» **OBJECTIVE 1**: Format the listing lines from the line with "I'm told the grassy" to the line with "[1147,440,1205,643]", both included, as a JSON list of strings with one string per line and blank lines omitted.
-- begin PASSAGE SHOWN --
Okay first of all this isn't a girlfriend and there are no titles between us so I didn't put this in the break up section. We have been talking for the past couple of weeks and met up on what was a really good first date. She is very pretty and we get along really well but there are some issues I have.

 

1. she is starting to get too clingy way too fast for my liking. Talking about possible future trips, and stuff involving "us" way down the road, calling me and texting me all the time, introduced me to her sister, tells her mother about me, stopped talking to someone she was talking with before me and told him she met someone new (me) !

 

2. out of the blue she invited me to her cousins wedding at the end of this month only after one date!! It threw me for a total loop, I told her I'd probably go w/her becuase it caught me so off guard and I didn't know what else to say at the time!

 

3. She is starting to remind of my one of ex's that I was with over 3 years ago. They have similiar backgrounds, upbringings, and certain personality traits that are starting to surface that were a key part of our breaking up. I'm starting to notice she is very much like my ex in too many ways and I don't feel like going down that path again. Sometime it actually feels I am talking to my ex if that makes any sense lol.
-- end PASSAGE SHOWN --
-- begin DATASET --
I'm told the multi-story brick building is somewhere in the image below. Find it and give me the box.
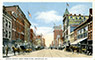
[24,18,33,42]
[72,9,93,53]
[54,25,62,47]
[2,6,12,47]
[5,5,25,43]
[63,8,88,46]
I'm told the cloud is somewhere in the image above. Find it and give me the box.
[36,27,53,46]
[36,10,62,23]
[70,5,88,14]
[31,22,38,26]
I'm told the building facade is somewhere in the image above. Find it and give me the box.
[2,7,12,47]
[54,25,62,47]
[72,9,93,54]
[24,18,32,42]
[63,8,88,46]
[5,5,25,44]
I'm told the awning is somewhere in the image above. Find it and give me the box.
[71,37,87,44]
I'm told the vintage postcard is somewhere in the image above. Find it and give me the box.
[1,2,93,60]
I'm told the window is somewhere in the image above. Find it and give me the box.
[79,17,81,19]
[82,29,84,33]
[3,29,5,37]
[6,20,8,27]
[76,17,77,19]
[9,32,11,38]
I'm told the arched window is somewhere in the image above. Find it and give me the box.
[79,17,81,19]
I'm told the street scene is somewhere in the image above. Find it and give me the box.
[2,2,93,58]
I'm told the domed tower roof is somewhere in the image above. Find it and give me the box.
[63,8,70,16]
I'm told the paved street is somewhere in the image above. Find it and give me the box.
[11,49,92,57]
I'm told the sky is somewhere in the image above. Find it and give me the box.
[3,2,92,46]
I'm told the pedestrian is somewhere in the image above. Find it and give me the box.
[6,45,9,56]
[12,46,15,55]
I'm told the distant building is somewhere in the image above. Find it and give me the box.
[54,25,62,47]
[63,8,89,46]
[71,9,93,52]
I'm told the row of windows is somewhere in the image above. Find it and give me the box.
[3,29,11,38]
[70,16,86,20]
[77,26,88,34]
[3,19,11,28]
[77,33,88,39]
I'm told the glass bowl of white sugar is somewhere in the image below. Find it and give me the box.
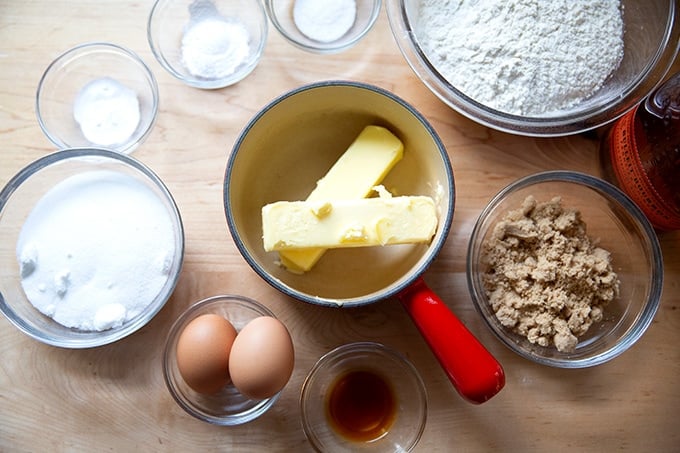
[265,0,382,54]
[0,148,184,349]
[386,0,680,137]
[36,42,158,154]
[147,0,268,89]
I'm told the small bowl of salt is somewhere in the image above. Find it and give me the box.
[36,42,158,154]
[147,0,268,89]
[265,0,382,54]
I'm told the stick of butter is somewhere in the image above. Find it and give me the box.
[262,196,437,252]
[279,126,404,273]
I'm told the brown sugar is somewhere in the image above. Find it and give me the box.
[482,196,619,352]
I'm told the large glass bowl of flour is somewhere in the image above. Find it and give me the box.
[386,0,680,136]
[0,148,184,349]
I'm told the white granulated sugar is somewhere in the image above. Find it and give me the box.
[17,171,175,331]
[73,77,141,146]
[293,0,357,43]
[416,0,623,116]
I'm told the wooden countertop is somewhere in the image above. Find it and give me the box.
[0,0,680,452]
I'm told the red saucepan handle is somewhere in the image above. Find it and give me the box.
[398,278,505,404]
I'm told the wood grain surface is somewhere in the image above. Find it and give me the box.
[0,0,680,452]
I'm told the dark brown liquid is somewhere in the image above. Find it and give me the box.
[326,370,397,442]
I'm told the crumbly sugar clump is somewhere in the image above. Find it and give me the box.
[482,196,620,352]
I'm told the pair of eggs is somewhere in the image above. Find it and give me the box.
[177,314,295,399]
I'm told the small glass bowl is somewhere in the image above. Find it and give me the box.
[163,295,281,426]
[300,342,427,452]
[147,0,268,89]
[467,171,663,368]
[0,148,184,349]
[36,42,158,153]
[265,0,382,54]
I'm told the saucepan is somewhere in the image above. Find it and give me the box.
[224,81,505,403]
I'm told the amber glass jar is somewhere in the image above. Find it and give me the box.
[600,73,680,231]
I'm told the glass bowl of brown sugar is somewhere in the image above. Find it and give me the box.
[467,171,663,368]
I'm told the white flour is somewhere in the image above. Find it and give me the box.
[17,171,175,331]
[73,77,140,146]
[182,1,250,79]
[416,0,623,116]
[293,0,357,42]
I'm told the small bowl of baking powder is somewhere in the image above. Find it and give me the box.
[147,0,268,89]
[36,42,158,153]
[0,148,184,349]
[467,171,663,368]
[265,0,382,54]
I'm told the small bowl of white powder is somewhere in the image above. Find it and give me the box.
[36,43,158,153]
[147,0,268,89]
[467,171,663,368]
[386,0,680,136]
[265,0,382,54]
[0,148,184,348]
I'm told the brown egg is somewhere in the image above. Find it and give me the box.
[177,314,236,394]
[229,316,295,399]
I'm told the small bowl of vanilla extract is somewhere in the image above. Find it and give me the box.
[300,342,427,452]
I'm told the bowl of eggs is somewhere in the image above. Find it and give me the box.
[163,295,295,426]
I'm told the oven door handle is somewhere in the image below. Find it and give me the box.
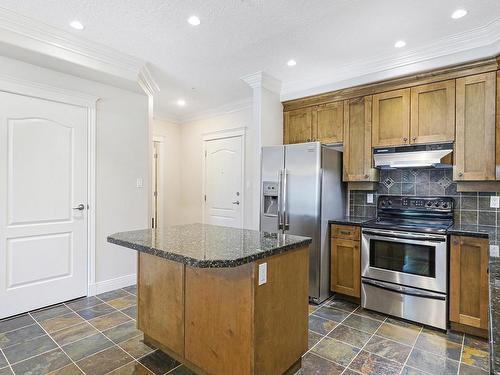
[363,229,446,242]
[361,279,446,301]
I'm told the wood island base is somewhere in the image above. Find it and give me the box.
[137,246,309,375]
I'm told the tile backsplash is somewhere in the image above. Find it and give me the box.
[349,168,500,229]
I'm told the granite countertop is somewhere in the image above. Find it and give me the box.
[328,216,375,226]
[448,224,500,374]
[108,224,312,268]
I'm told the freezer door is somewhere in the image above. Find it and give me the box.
[260,146,285,233]
[283,142,321,298]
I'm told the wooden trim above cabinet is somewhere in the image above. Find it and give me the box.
[283,56,500,112]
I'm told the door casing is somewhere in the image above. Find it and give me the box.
[0,76,99,296]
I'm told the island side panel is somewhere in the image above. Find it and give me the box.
[185,263,254,375]
[254,246,309,375]
[137,253,185,357]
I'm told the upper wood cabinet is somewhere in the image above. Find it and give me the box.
[283,108,314,144]
[343,96,378,182]
[453,72,496,181]
[410,80,455,143]
[313,101,344,143]
[372,89,411,147]
[450,236,488,329]
[284,101,344,144]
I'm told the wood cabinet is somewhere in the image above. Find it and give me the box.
[453,72,496,181]
[283,108,314,144]
[410,80,455,143]
[330,225,361,298]
[372,88,411,147]
[342,96,379,182]
[450,236,489,329]
[313,101,344,144]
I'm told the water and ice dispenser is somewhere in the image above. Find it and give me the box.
[262,181,279,216]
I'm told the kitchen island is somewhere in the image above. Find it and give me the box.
[108,224,311,375]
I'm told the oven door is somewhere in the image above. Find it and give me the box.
[361,229,447,293]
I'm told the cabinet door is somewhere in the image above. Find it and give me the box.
[453,72,496,181]
[450,236,488,329]
[331,238,361,298]
[343,96,378,182]
[410,80,455,143]
[315,102,344,143]
[372,89,410,147]
[284,108,314,144]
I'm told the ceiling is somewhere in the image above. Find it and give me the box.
[0,0,500,121]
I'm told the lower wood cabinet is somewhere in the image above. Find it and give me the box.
[450,236,489,329]
[330,225,361,298]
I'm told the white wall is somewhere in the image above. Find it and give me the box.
[179,106,260,229]
[0,57,149,292]
[153,118,183,227]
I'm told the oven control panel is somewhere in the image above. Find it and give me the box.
[377,195,454,212]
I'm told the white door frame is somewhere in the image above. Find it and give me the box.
[0,75,99,296]
[201,126,247,228]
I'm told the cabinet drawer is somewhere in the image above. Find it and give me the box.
[331,225,359,241]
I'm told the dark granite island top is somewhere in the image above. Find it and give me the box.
[108,224,312,268]
[108,224,311,375]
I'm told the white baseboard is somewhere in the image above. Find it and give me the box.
[89,273,137,296]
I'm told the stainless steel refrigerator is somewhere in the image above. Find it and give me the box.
[260,142,346,303]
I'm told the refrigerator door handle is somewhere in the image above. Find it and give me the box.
[283,168,290,230]
[278,170,283,230]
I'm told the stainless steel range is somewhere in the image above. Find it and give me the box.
[361,196,454,329]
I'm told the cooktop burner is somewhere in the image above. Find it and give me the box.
[363,195,455,233]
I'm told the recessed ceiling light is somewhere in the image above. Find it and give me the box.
[394,40,406,48]
[188,16,201,26]
[451,9,467,20]
[69,20,84,30]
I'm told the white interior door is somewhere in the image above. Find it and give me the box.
[205,136,243,228]
[0,92,88,318]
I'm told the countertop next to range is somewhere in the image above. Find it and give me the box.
[108,224,312,268]
[329,216,500,374]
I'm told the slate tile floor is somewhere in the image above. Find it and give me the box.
[0,286,193,375]
[297,298,489,375]
[0,286,489,375]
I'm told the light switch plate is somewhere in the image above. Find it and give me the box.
[490,245,500,258]
[259,263,267,285]
[490,196,500,208]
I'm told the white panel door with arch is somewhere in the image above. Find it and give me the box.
[204,136,243,228]
[0,92,88,318]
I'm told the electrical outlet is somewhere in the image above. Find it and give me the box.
[259,263,267,285]
[490,196,500,208]
[490,245,500,258]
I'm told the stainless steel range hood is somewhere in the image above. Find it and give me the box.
[373,143,453,169]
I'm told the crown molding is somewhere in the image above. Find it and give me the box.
[240,71,281,94]
[137,64,160,97]
[281,18,500,101]
[176,98,253,124]
[0,7,159,95]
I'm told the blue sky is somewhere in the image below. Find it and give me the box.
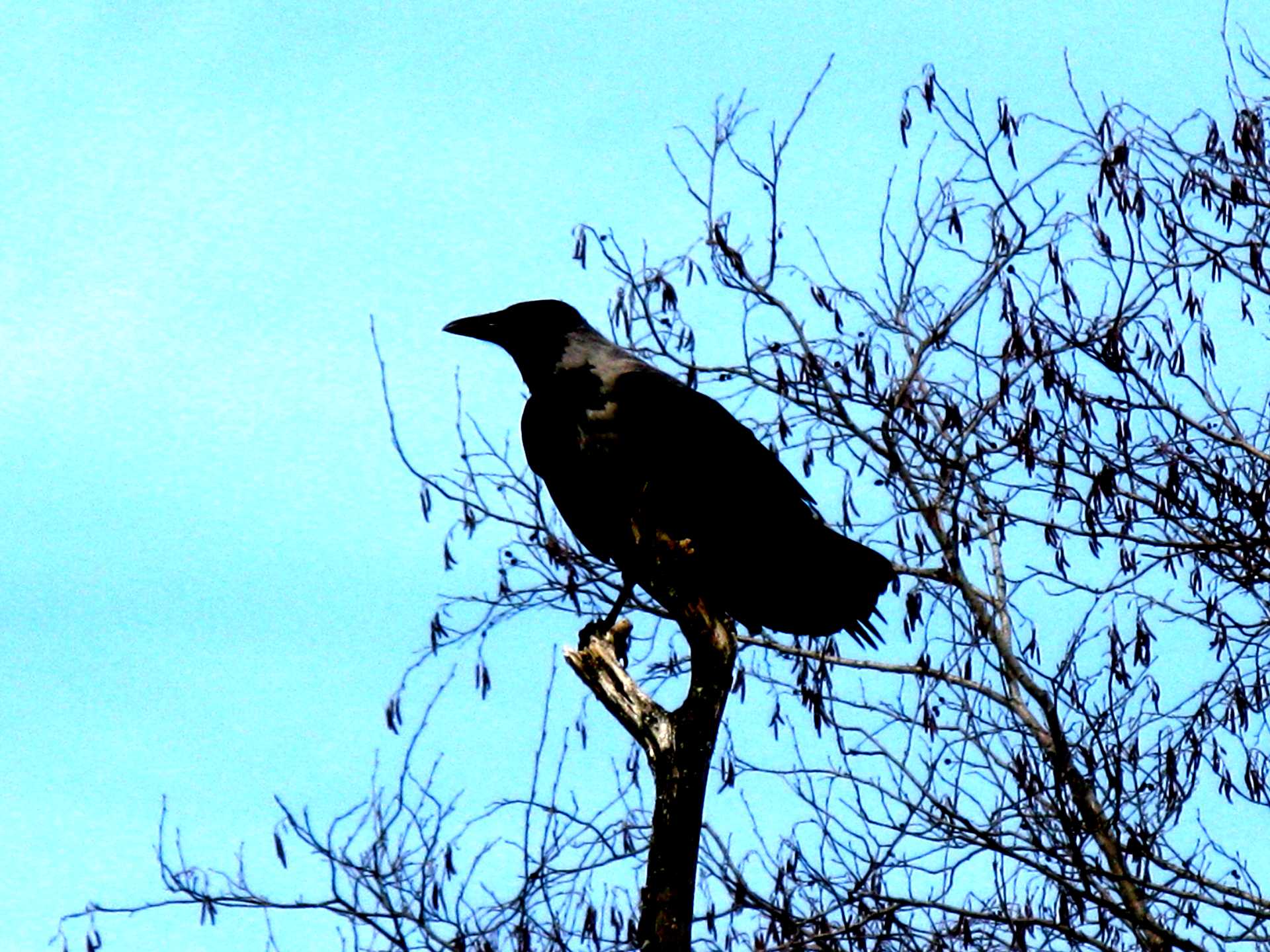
[0,3,1256,949]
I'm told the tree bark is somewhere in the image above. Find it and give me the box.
[565,600,737,952]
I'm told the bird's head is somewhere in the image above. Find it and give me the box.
[442,301,595,389]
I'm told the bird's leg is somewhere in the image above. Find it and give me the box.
[578,575,635,665]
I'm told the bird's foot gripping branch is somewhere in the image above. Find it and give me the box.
[564,600,737,952]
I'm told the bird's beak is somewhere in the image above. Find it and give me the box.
[442,313,498,340]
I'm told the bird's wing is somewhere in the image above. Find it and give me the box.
[612,367,814,513]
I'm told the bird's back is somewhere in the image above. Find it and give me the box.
[522,334,894,643]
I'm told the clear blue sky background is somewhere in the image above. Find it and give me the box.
[0,0,1261,952]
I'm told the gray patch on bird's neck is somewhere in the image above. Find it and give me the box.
[556,330,648,389]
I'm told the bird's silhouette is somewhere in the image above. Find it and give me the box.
[444,301,896,647]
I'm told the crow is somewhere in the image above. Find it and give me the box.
[443,301,896,647]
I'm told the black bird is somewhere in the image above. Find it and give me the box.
[444,301,896,647]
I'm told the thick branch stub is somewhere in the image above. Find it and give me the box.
[564,618,675,772]
[564,600,737,952]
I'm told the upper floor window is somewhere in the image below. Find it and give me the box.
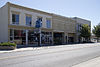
[35,17,42,28]
[46,19,51,28]
[26,16,32,26]
[12,14,19,24]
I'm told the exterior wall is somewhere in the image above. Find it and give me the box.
[72,17,91,42]
[0,4,8,42]
[52,14,76,44]
[52,14,76,33]
[9,4,52,28]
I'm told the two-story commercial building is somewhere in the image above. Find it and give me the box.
[0,2,90,45]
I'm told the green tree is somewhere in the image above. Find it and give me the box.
[92,23,100,42]
[80,24,91,42]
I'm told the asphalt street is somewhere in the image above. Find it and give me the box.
[0,45,100,67]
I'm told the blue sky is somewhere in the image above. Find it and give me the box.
[0,0,100,28]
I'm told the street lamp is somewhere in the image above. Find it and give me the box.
[35,18,42,46]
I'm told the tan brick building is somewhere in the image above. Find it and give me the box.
[0,2,90,45]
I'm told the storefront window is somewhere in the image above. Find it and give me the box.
[26,16,32,26]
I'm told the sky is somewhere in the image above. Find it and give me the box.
[0,0,100,28]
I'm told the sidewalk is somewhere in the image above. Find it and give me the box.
[0,43,100,53]
[72,57,100,67]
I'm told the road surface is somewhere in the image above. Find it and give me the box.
[0,44,100,67]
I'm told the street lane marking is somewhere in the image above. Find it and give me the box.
[0,46,99,60]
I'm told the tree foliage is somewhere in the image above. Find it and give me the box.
[80,24,91,39]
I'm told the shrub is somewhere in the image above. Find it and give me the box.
[0,42,16,47]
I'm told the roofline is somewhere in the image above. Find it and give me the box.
[6,2,51,15]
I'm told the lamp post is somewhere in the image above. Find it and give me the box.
[35,19,42,46]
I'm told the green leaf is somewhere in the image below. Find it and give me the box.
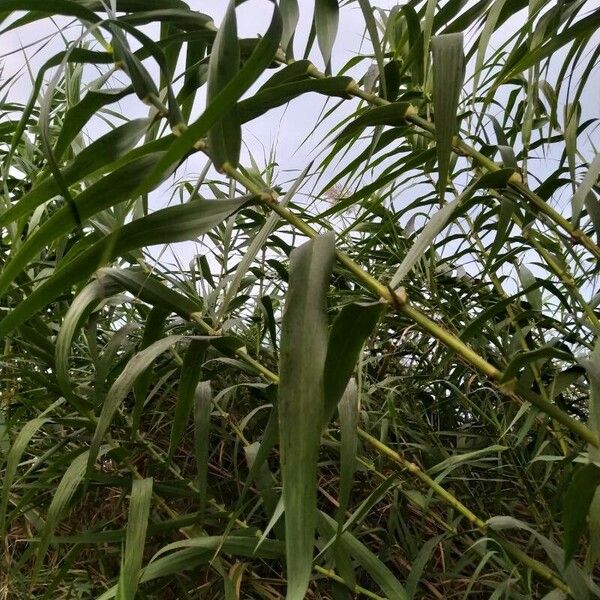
[571,152,600,227]
[431,33,465,198]
[338,102,410,139]
[319,511,408,600]
[30,446,110,583]
[193,381,213,519]
[0,119,149,227]
[337,379,359,532]
[139,4,283,193]
[315,0,340,73]
[117,477,152,600]
[238,77,353,123]
[390,196,463,290]
[169,340,207,457]
[562,463,600,565]
[0,418,50,539]
[0,154,160,296]
[323,302,385,427]
[131,306,169,434]
[279,233,334,600]
[87,335,183,471]
[0,198,247,337]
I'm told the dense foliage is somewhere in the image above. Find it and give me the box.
[0,0,600,600]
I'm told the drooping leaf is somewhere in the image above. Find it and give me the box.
[278,233,334,600]
[117,477,153,600]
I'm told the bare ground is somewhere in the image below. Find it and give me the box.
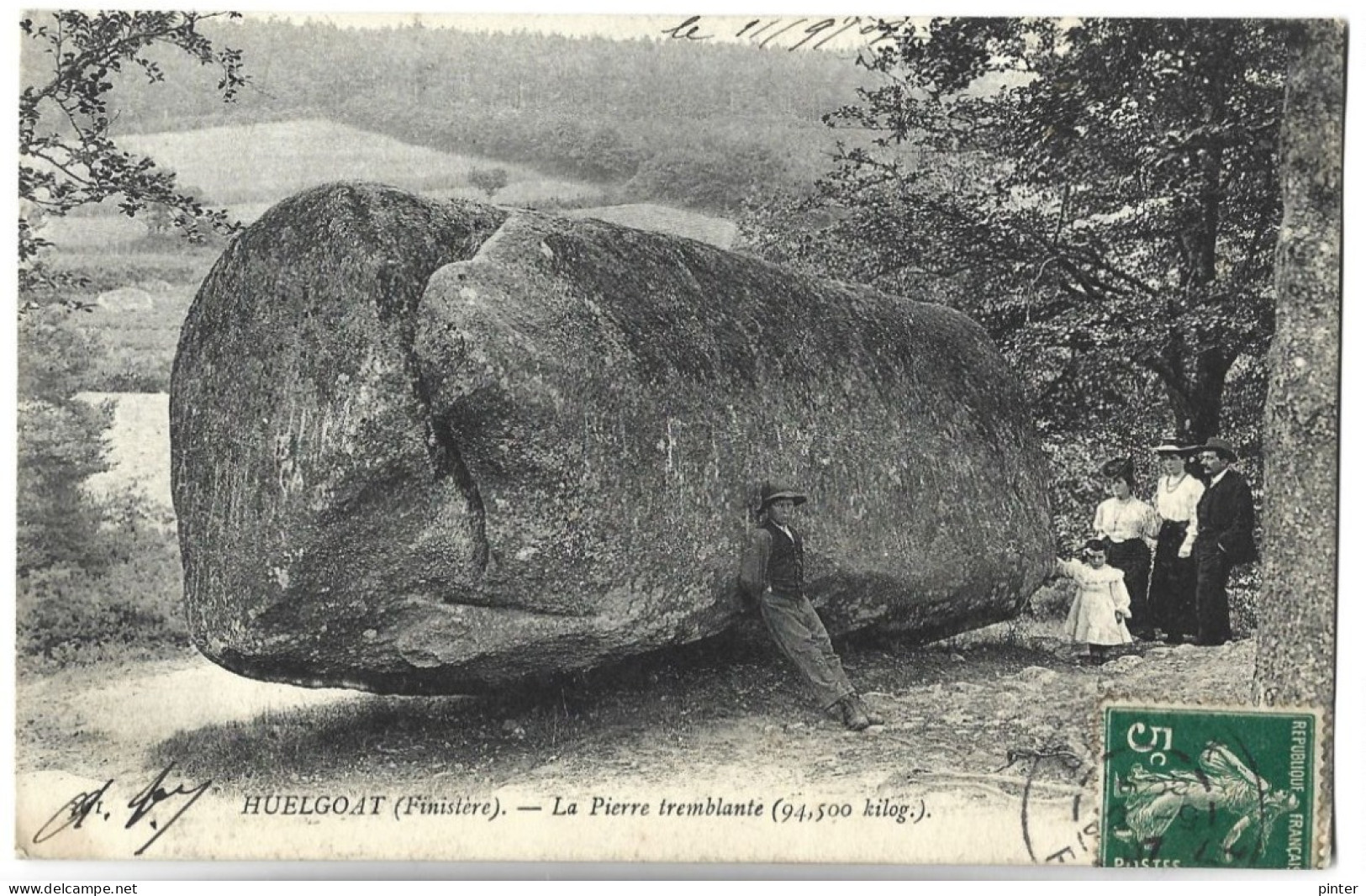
[17,621,1255,793]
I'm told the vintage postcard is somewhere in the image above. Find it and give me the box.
[13,9,1346,870]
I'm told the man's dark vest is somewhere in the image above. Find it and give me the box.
[763,522,802,597]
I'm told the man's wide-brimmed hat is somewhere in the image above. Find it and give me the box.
[1101,457,1134,479]
[1153,437,1195,455]
[1194,439,1237,461]
[760,482,806,509]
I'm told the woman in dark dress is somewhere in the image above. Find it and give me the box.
[1149,440,1205,643]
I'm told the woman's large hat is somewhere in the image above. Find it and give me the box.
[1153,435,1195,455]
[1101,457,1134,479]
[760,482,806,509]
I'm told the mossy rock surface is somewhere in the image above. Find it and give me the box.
[172,178,1052,694]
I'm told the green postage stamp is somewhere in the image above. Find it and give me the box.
[1101,705,1322,869]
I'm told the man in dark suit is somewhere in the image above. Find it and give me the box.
[741,482,883,730]
[1193,439,1257,646]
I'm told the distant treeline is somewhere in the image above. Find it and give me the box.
[96,20,868,209]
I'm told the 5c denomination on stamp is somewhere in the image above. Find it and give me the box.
[1101,705,1324,869]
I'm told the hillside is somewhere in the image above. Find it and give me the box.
[120,119,592,208]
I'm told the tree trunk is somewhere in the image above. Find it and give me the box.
[1254,10,1346,803]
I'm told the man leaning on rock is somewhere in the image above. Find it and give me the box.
[1194,439,1257,646]
[741,482,883,730]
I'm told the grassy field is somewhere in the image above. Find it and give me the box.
[120,120,593,206]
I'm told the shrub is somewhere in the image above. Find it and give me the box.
[17,522,190,669]
[15,308,113,575]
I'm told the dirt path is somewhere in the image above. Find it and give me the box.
[18,629,1255,862]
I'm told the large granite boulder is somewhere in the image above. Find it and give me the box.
[171,178,1053,694]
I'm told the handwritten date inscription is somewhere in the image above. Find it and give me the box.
[33,763,214,855]
[662,15,910,50]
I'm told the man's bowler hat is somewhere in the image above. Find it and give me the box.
[760,482,806,509]
[1195,439,1237,461]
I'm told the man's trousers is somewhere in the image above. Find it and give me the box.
[760,592,854,708]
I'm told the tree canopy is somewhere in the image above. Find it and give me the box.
[19,9,246,298]
[749,19,1285,440]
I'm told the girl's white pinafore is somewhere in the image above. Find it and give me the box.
[1057,560,1134,646]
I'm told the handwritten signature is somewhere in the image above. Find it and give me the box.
[662,15,910,52]
[33,762,214,855]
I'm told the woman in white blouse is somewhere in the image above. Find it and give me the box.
[1094,457,1158,640]
[1147,440,1205,643]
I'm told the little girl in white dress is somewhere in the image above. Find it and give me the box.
[1057,538,1134,662]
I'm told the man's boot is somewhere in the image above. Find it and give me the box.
[854,694,887,725]
[828,694,873,730]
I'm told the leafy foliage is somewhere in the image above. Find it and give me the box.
[19,9,246,298]
[746,19,1285,440]
[15,310,112,577]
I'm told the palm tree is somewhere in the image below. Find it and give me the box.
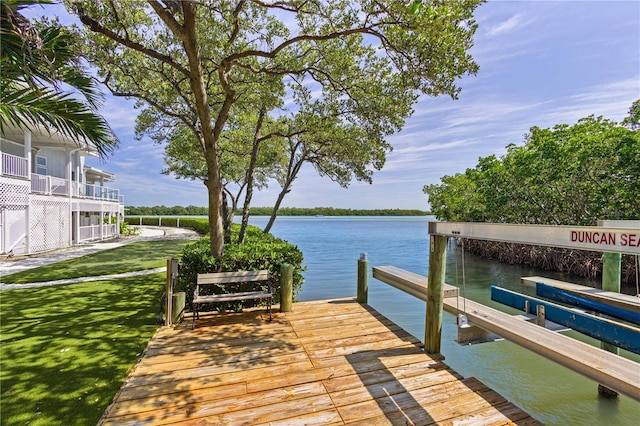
-- end DATASET --
» **OBJECTIVE 2**:
Answer these questions from the dating post above.
(a) What event did she invite the writer to, and when is it?
(b) Which family member did she introduce the writer to?
(c) How long ago was the writer with the ex she resembles?

» **FINAL ANSWER 1**:
[
  "I'm told the grassy field is somewhere in the image above. Find it and give me the box.",
  "[120,120,593,206]",
  "I'm told the shrub is somewhere in the image above. Find it and give me the box.",
  "[17,522,190,669]",
  "[15,308,113,575]",
  "I'm told the dirt path is somewhere in the image above. Find it and give me the box.",
  "[18,629,1255,862]",
  "I'm told the large granite boulder is somewhere in the image above. Find it and give me the box.",
  "[171,178,1053,694]",
  "I'm told the handwritten date inscription is somewhere in the image above. Find it and give me the box.",
  "[33,763,214,855]",
  "[662,15,910,50]",
  "I'm told the man's bowler hat is somewhere in the image above. Find it and give me the box.",
  "[760,482,806,509]",
  "[1195,439,1237,461]",
  "I'm told the man's trousers is somewhere in the image above. Find it and give me the box.",
  "[760,592,854,708]",
  "I'm told the tree canopy is somewhere in the image above. Find it and give me the box.",
  "[19,9,246,298]",
  "[749,19,1285,440]",
  "I'm told the girl's white pinafore is somewhere in the image above. Find it and give me the box.",
  "[1057,560,1134,646]",
  "I'm told the handwritten signature is somewhere in the image above. Find it and give me the box.",
  "[662,15,910,52]",
  "[33,762,214,855]",
  "I'm told the woman in white blouse is somewhere in the image above. Find it and give me the box.",
  "[1094,457,1158,640]",
  "[1147,440,1205,643]"
]

» **FINAL ANSWER 2**:
(a) Her cousin's wedding, at the end of this month.
(b) Her sister.
(c) Over 3 years ago.